SET PROBLEM
Put all the entries below into a numbered list, skipping blank lines and leaving the pictures out of your answer.

DATASET RECORDS
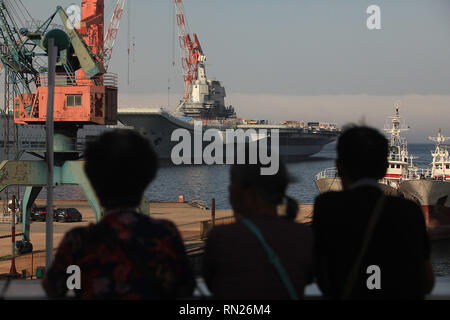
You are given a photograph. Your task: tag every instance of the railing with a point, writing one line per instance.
(327, 173)
(64, 79)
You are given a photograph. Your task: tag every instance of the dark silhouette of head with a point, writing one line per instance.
(362, 153)
(254, 194)
(120, 164)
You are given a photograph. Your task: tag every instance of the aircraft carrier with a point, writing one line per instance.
(206, 103)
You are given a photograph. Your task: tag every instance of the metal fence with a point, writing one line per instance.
(27, 264)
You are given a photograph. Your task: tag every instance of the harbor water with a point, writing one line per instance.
(203, 183)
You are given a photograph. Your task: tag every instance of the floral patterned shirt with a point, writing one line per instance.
(125, 256)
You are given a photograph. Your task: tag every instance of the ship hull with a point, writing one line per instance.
(157, 125)
(432, 196)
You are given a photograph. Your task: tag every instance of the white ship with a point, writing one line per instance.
(399, 162)
(429, 187)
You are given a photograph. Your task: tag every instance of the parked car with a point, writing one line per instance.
(39, 213)
(68, 215)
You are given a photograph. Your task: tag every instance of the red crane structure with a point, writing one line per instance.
(190, 50)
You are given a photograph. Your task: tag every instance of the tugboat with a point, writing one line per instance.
(399, 168)
(431, 188)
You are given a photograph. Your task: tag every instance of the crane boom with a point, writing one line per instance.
(190, 50)
(113, 29)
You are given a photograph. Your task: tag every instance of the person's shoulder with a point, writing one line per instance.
(404, 206)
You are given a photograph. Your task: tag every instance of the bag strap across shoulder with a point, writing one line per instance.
(273, 258)
(351, 279)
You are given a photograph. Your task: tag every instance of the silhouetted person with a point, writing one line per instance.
(399, 245)
(236, 263)
(127, 255)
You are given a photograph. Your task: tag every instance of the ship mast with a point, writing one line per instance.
(440, 167)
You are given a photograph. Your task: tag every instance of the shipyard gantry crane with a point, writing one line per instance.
(190, 49)
(84, 94)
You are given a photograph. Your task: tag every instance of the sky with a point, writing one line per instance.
(312, 60)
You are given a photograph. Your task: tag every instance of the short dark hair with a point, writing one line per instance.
(120, 164)
(362, 153)
(270, 188)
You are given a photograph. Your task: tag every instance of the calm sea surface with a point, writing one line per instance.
(207, 182)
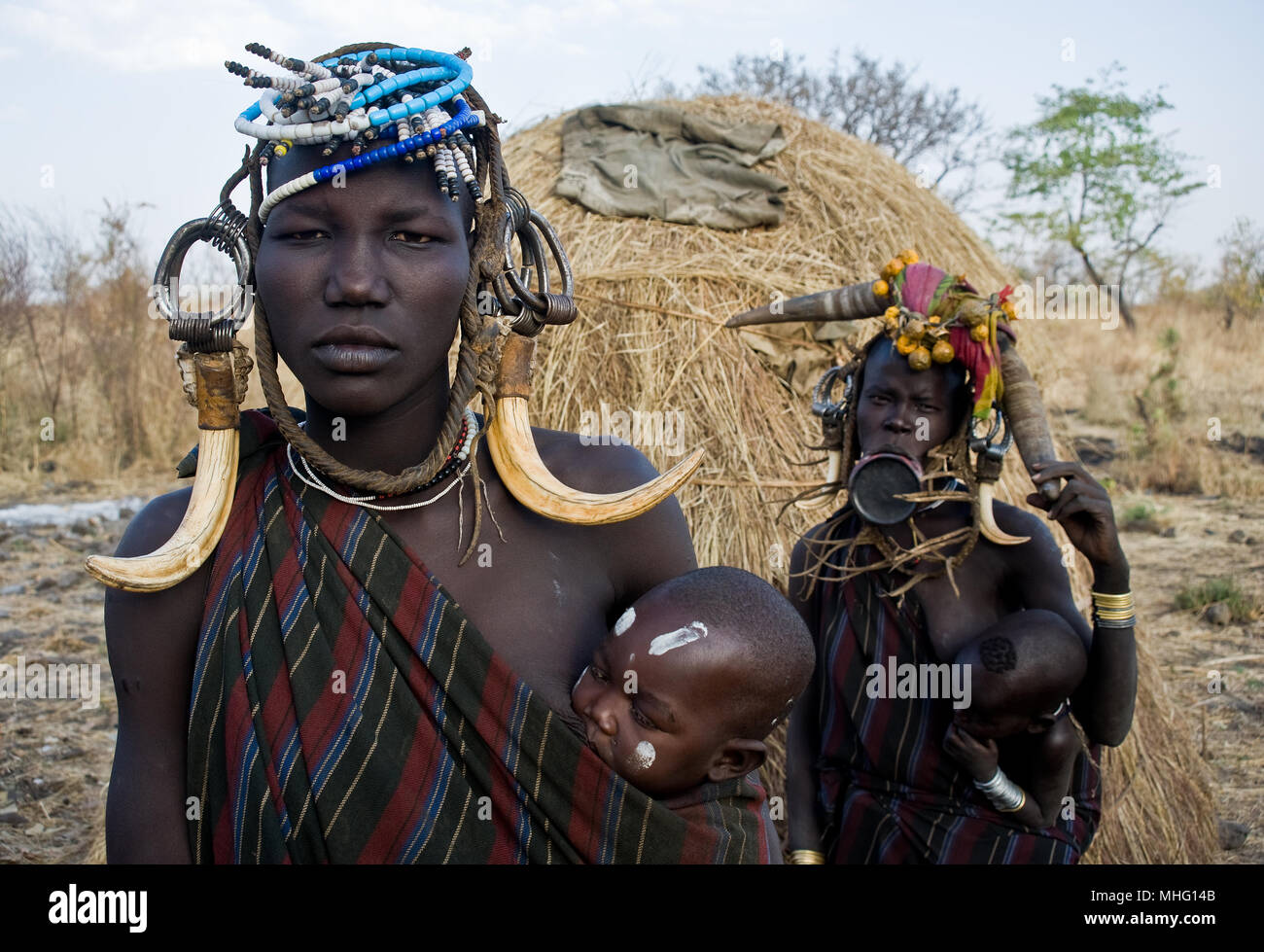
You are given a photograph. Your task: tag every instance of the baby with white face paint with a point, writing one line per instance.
(691, 679)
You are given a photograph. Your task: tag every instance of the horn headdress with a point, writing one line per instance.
(934, 317)
(424, 101)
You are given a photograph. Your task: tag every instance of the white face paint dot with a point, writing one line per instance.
(679, 637)
(624, 621)
(644, 755)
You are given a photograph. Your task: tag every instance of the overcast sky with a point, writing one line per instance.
(127, 100)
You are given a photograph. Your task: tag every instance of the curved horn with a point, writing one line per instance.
(517, 460)
(987, 518)
(854, 302)
(211, 500)
(1024, 409)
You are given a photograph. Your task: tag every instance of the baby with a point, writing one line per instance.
(691, 679)
(1020, 682)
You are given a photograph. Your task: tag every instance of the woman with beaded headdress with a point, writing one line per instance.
(921, 560)
(295, 682)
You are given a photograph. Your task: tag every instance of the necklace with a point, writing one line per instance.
(459, 454)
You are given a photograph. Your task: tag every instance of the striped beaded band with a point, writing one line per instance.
(344, 88)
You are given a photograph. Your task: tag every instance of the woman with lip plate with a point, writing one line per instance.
(368, 674)
(875, 766)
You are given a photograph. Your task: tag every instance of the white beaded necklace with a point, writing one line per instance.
(308, 476)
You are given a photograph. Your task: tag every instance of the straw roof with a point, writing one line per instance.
(652, 298)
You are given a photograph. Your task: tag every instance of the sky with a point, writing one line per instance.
(127, 101)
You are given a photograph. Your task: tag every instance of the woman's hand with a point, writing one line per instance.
(1085, 512)
(977, 758)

SOLVED EXERCISE
1. You are given a photograph. Your task: tag every instance of the railing with a point, writing one line per instance.
2. (327, 173)
3. (64, 79)
4. You are given a photograph. Your task: tag every instance of the dark silhouette of head with a point, writing one line per instance.
5. (362, 153)
6. (254, 194)
7. (120, 164)
8. You are given a photograph. Your task: tag every instance of the aircraft carrier with a point, writing one line per instance.
9. (206, 103)
10. You are given a photograph. Your task: tag every instance of the metal fence with a point, writing one line per instance.
11. (27, 264)
12. You are given a photograph. Your task: tag every instance of the harbor water with a point, writing one line per instance.
13. (203, 183)
14. You are given a photograph. Your task: tag every instance of the floral patterned shirt with a point, writing one line per instance.
15. (125, 256)
16. You are given a photograph. Your task: tag every instance of the ship hull with a point, writing one line per instance.
17. (157, 125)
18. (432, 196)
19. You are given a photograph. Your task: tag every instance of the white ship with a point, writing one line per instance.
20. (399, 162)
21. (429, 187)
22. You are given a photograph. Your task: tag every instance of the parked car with a point, writing one line per instance.
23. (39, 213)
24. (68, 215)
25. You are given a photograph. Your task: tag every instance of the red crane structure with a point, writing one line per instance.
26. (190, 50)
27. You are given a photograph. Your task: tag every instance of the tugboat with a point, writing one line per instance.
28. (399, 168)
29. (431, 188)
30. You are given a photograph. Your task: tag every instance of the crane boom with a point, writing one line per instance.
31. (190, 50)
32. (113, 29)
33. You are given a photograph. Your task: tag every instance of the person's shoulder with a point, writing one line per instance.
34. (404, 206)
35. You are given a photograph. Your task: tag every instance of the bag strap across shoulder with a point, writing one line per instance.
36. (273, 258)
37. (351, 279)
38. You are given a photograph. Your task: tag every instance of the silhouetted person with a point, writing one line per instance.
39. (399, 245)
40. (236, 263)
41. (127, 255)
42. You are given a photograph. Your task: tag every instance of the ship mast with a point, writing one line per instance.
43. (440, 167)
44. You are given a photograph. Your task: tag every instance of the shipyard gantry crane with a point, writing one line per instance.
45. (190, 49)
46. (84, 94)
47. You are given a photograph. Your task: tag every instance of the sky with a point, writing one line per instance.
48. (312, 60)
49. You are given a photograph. Your task: tag every instance of the short dark hair with a point, writing one line per instance.
50. (120, 164)
51. (362, 153)
52. (270, 188)
53. You are given a photograph. Your task: tag every instance of the calm sea surface with a point, writing one line per instance.
54. (207, 182)
55. You are given a photograph. Your task: tag every instance of the baby with white face paint with a point, writing one line per instance.
56. (691, 679)
57. You are given a photograph. Your task: tag every instance of the horn headdress with a point, writing one line per instance.
58. (934, 317)
59. (424, 101)
60. You are given a photograph. Your task: tag every instance of the white face paint dot with a point, writing one line per instance.
61. (679, 637)
62. (624, 621)
63. (644, 755)
64. You are given a photograph. Your task: tag every instance of the overcast sky with a point, writing one line per instance.
65. (127, 100)
66. You are given a photograph. Your task: tag every instance of the curved horn with a point, writing one line per instance.
67. (517, 460)
68. (987, 518)
69. (854, 302)
70. (211, 500)
71. (1024, 409)
72. You are given a photograph. Your task: tag every instance of the baby with a point, writing one line per instance.
73. (691, 679)
74. (1020, 682)
75. You are given a photograph. Your task: tag every instance of the woman with beaded headdress with a point, writing one line per instance.
76. (921, 560)
77. (295, 682)
78. You are given a photograph. Your task: tag every instance of the necklace with a point, writing one line per instance.
79. (459, 454)
80. You are given a photograph. Your task: tag every instance of the striped beaded band with a point, writing one line per instance.
81. (344, 88)
82. You are given a photograph. Your task: tag every instance of the woman with lip plate with a point, writing one line per instance.
83. (368, 674)
84. (875, 766)
85. You are given a photograph. Your task: tag every instance of the white beaded necklace with a point, writing one line per instance.
86. (308, 476)
87. You are given a photograph. Your task: tag every instance of the straw roof with a point, writing one line per instance.
88. (652, 298)
89. You are given a photograph. Your task: tag every instance of the sky with a point, writing one line per instance.
90. (127, 101)
91. You are given a photograph. Your task: tag every instance of the woman's hand with a point, writing one line per instance.
92. (1085, 512)
93. (977, 758)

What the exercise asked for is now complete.